• _SOURCE TEXT_:
--- START ---
Knee Replacement Outcome Data Fall Short
By John Gever, Senior Editor, MedPage Today
Published: March 05, 2012
Long-term data on total knee replacement surgery is largely limited to revision, leaving clinicians and patients in the dark about outcomes such as residual pain and disability, researchers said.
Currently the best data come from national procedure registries, but the traditional outcome measure is subsequent revision surgery, which "can underestimate problems [because] patients can remain with pain or poor function without necessarily undergoing revision," according to Andrew J. Carr, FMedSci, of the University of Oxford in England, and colleagues.
More than 600,000 knee replacement procedures are performed in the U.S. annually, according to the Agency for Healthcare Research and Quality.
Writing online in The Lancet, Carr and colleagues outlined four directions for the future of knee replacement surgery:
More consistent patient selection for knee replacement
Long-term monitoring with patient-oriented outcomes, as well as revision, as endpoints
Approval of new designs only after large randomized trials that demonstrate cost-effectiveness as well as clinical efficacy
Better management of young people with early arthritis to avoid need for replacement surgery
Each point addresses a problem Carr and colleagues saw in existing research and practice.
With regard to patient selection, they cited numerous studies that found a wide range of patients were receiving total knee replacements -- not only those with severe pain and disability but also, sometimes, in people with only mild symptoms.
They noted that an international panel reported last year that surgeons' recommendations for knee replacement were not significantly correlated with pain, disability, or radiographic severity.
Ideally, Carr and colleagues suggested, patients should have longstanding pain at night or when bearing weight, which has not responded to six months of medical and physical therapy -- although they acknowledged that "there is no consensus on what the exact severity of symptoms should be to indicate surgery."
When it is performed, the researchers argued, incorporating patient-centered outcomes into clinical follow-up and registry data is vital to ensuring that knee replacement is genuinely serving patients' needs. These could include global measures of satisfaction as well as specific outcomes such as residual pain and functional impairment.
But such measures have their own issues that remain to be fully resolved. "Patient satisfaction itself is challenging to interpret and understand without psychological profiling," Carr and colleagues indicated.
But the researchers stressed that revision remains a good objective measure of long-term performance of knee implants, and many of the national registries (especially Sweden's, which was the first) have been extremely valuable in uncovering problems with specific products.
--- END ---
• _TASKS_:
(A) Answer these questions using the knee replacement article:
(i) How many knee replacement procedures are performed in the U.S. each year, according to the Agency for Healthcare Research and Quality?
(ii) In which journal did Carr and colleagues publish their article?
(iii) Which country's national registry was the first?
(B) Continue the knee replacement article from the end of its final paragraph.
The listing has nothing to do with the knee replacement article.

• _RECORDS PROVIDED_:
--- START ---
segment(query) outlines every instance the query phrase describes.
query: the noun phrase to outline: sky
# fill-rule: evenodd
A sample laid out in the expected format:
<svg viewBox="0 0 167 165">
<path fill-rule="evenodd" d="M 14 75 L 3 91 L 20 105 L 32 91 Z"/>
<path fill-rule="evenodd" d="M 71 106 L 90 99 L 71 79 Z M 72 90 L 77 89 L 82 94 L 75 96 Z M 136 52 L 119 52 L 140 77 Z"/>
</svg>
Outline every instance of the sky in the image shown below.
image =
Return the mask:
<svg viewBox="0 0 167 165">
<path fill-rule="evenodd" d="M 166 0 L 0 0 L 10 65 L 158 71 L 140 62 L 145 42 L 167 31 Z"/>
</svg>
--- END ---
• _ANSWERS TO EACH TASK_:
(A)
(i) More than 600,000
(ii) The Lancet
(iii) Sweden's

(B)
When problems are detected, surgeons typically stop using the offending product and the manufacturer may withdraw it from the market.
But when they introduce new designs, clinicians may expect better performance than from older models, Carr and colleagues suggested. "There is evidence to suggest that this belief is incorrect," they wrote, citing several studies suggesting that new joint implants may, in fact, be more prone to revision rather than less.
Nevertheless, such products "are often introduced with little or no clinical evidence," the researchers wrote.
The growing number of younger people undergoing knee replacements (which, incidentally, is known only because of registry data) is something of a mystery, Carr and colleagues noted.
Several explanations have been proposed but remain unconfirmed: obesity or other factors are bringing down the age of onset for severe knee osteoarthritis; clinicians and patients are increasingly familiar with the procedure and confident in positive outcomes; or younger patients, intolerant of pain, are demanding that something be done.
Whatever the reason, Carr and colleagues suggested, new treatment strategies for osteoarthritis that avoid the need for surgical joint replacement should be a "major emphasis" for research.
Carr and four co-authors said they had no relevant financial interests. Two co-authors reported relationships with Biomet, Stryker, and Genzyme.
Primary source: The Lancet
Source reference:
Carr A, et al "Knee replacement" Lancet 2012; DOI:10.1016/S0140-6736(11)60752-6.
Comment: Joleen Chambers 3/6/12
In the U.S. there is no legal requirement for a surgeon to report a "revision" to the FDA as an adverse event. In the U.S. there is no national registry for implanted medical devices. In the U.S. there is direct-to-consumer marketing that drives younger patients to demand joint replacement. In the U.S. the FDA 510(k) process allows the medical device industry to identify an "innovation" and mass-produce and market the product without clinical data of its' safety and effectiveness. Aggregate data (which is available from existing research and practice) is considered "proprietary" in the U.S. even though joint replacement is the #1 expenditure of Medicare. This is medical device industry entitlement, not patient-centered care. Patients are placed in medical and legal purgatory for profit. The U.S. Congress must change federal public policy to restore our healthcare to the gold standard globally that it once was.